##### Texte d'étude

Jens Peter Jacobsen est né en 1847 à Thisted, ville située au bord de la mer dans le nord-ouest du Jutland, tout au nord du Danemark. Son imaginaire poétique a été nourri de ce paysage marin battu par le vent. C’est dans une île située au large, l’île de Gurre que se situe l’action qui a inspiré le musicien Schoenberg. Jacobsen n’a pas eu le temps de déployer toutes ses capacités, la mort l’a emporté en 1885.
Dans un de ses romans, il décrit l’évolution d’un personnage vers l’athéisme, alors qu’il est confronté aux violences du monde. Cependant le botaniste qu’il était (il avait obtenu un diplôme de biologie à Copenhague) ne fermait pas les yeux sur les merveilles de la Nature en laquelle il tentait de percevoir une forme mystérieuse de transcendance. Tout cela apparaît dans son poème et dans la musique de Schoenberg.

##########
##### Données fournies

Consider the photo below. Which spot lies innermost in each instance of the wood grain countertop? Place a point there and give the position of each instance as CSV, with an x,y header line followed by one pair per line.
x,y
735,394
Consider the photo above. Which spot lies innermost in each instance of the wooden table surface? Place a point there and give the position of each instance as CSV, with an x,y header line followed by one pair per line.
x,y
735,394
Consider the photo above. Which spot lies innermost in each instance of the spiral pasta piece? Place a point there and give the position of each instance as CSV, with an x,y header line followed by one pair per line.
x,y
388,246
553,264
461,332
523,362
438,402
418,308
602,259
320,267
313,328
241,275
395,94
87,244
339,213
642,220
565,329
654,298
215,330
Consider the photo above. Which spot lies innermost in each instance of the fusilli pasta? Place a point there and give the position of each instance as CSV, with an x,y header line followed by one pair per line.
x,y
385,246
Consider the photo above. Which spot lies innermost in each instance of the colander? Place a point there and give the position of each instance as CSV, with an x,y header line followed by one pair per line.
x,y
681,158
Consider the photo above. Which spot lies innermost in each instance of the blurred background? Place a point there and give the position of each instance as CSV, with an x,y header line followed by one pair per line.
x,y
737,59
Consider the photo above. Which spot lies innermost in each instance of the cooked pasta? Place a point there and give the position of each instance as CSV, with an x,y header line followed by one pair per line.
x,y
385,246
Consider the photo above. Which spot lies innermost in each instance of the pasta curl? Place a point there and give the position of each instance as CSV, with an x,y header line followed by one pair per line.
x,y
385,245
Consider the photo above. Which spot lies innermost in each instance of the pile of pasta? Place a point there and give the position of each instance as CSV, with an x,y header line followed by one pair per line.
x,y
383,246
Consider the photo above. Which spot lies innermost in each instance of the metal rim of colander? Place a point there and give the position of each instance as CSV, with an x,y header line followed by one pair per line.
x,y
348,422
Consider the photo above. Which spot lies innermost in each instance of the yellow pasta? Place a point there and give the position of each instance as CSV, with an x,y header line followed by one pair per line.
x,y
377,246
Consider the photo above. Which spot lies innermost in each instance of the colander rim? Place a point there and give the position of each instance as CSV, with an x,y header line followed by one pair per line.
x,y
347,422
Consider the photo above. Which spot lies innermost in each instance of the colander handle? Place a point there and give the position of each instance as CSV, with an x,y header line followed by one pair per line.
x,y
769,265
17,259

##########

> **Travail à faire**
1. Restituez le passage du texte sur Jens Peter Jacobsen compris entre « Dans un de ses » et « musique de Schoenberg. », ces deux passages inclus.
2. D'après le texte sur Jens Peter Jacobsen, dans quelle ville a-t-il obtenu son diplôme de biologie ?

> **Corrigé**
1.
Dans un de ses romans, il décrit l’évolution d’un personnage vers l’athéisme, alors qu’il est confronté aux violences du monde. Cependant le botaniste qu’il était (il avait obtenu un diplôme de biologie à Copenhague) ne fermait pas les yeux sur les merveilles de la Nature en laquelle il tentait de percevoir une forme mystérieuse de transcendance. Tout cela apparaît dans son poème et dans la musique de Schoenberg.

2. À Copenhague.